▶ Assigned task 1: In the news article about the biotech act, in what month and year did Wang Jin-pyng introduce the act?
▶ Assigned task 2: Using the news article about the biotech act, mark each statement yes or no and quote the deciding words: (a) Wang said the act was tailor-made for Yu Chang Biologics Co. (b) Wang said the act helped Taiwan catch up with Japan. (c) Wang said he knew who drafted the act.
▶ Assigned task 3: Carry on the news article about the biotech act, beginning after its final sentence.

▶ Page excerpt:
- Opening Delimiter -

Legislative Speaker Wang Jin-pyng (王金平) yesterday reaffirmed his belief that the Biotech and New Pharmaceuticals Industry Development Act (生技新藥產業發展條例) is “legislation that benefits the people and the country” amid the furor that has enveloped the presidential election campaign over the founding of Yu Chang Biologics Co.
The act provided incentives that helped Taiwan outpace Singapore and catch up with Japan in developing biotechnology and new pharmaceutical industries, Wang said.
Wang, who led the then-deputy speaker and 104 lawmakers in introducing the act in June 2007, disputed allegations that Democratic Progressive Party presidential candidate Tsai Ing-wen (蔡英文) profited from her role in pushing through the bill.
“I don’t think that was the case,” Wang said. “I was the sponsor of the act, which was not tailor-made for Yu Chang Biologics Co, but for any company.”
Wang, a Chinese Nationalist Party (KMT) member, said he did not know who drafted the act, except that the draft was given to him by Tsai, Academia Sinica President Wong Chi- huey (翁啟惠) and then-National Science Council minister Chen Chien-jen (陳建仁).

- Closing Delimiter -

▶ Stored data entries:
- Opening Delimiter -

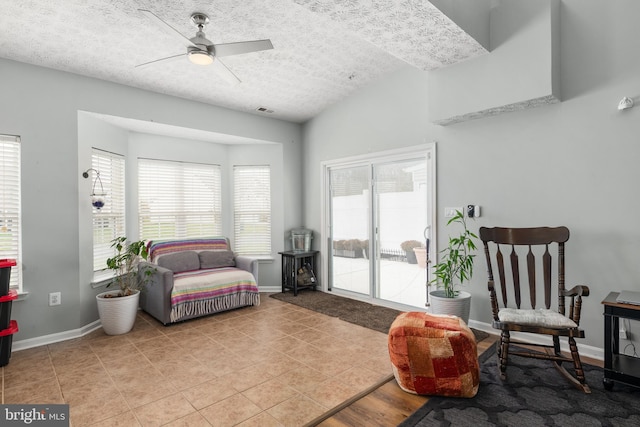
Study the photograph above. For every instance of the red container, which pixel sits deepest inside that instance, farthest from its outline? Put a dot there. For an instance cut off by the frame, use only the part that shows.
(6, 338)
(5, 275)
(5, 308)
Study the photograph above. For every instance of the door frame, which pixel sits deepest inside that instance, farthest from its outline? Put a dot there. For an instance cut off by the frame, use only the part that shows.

- Closing Delimiter -

▶ Expected output 1: June 2007

▶ Expected output 2:
(a) No: "which was not tailor-made for Yu Chang Biologics Co, but for any company."
(b) Yes: "helped Taiwan outpace Singapore and catch up with Japan"
(c) No: "he did not know who drafted the act"

▶ Expected output 3:
He made the remarks when asked about a WikiLeaks cable that suggested Tsai told then-American Institute in Taiwan director Stephen Young in July 2007 that she had drafted the bill.
The draft act was sent to the legislature’s clerk on June 6, 2007, and it was passed on June 15.
“At the time, the biotechnology industry was like a ‘sunset industry,’ with no future in sight. The industry needed the legislature to quickly pass the bill. It has been proven that the act revitalized the industry and laid the foundations for its further development,” Wang said.
Wang said that more than 20 types of drugs have entered the first phase of clinical trials approved by the US’ Food and Drug Administration and that three other drugs are in the third phase of such a trial, all of which have contributed to the development of the industry in Taiwan.